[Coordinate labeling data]
— begin —
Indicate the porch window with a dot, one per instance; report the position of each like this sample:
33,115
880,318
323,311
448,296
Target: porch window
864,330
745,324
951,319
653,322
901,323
— end —
Copy every line of the entries above, keeping each character unchanged.

Indicate the porch window with a dot, one per instance; report the position of each like this sample:
33,115
880,318
323,311
448,296
Target: porch window
864,330
745,324
951,319
653,322
901,323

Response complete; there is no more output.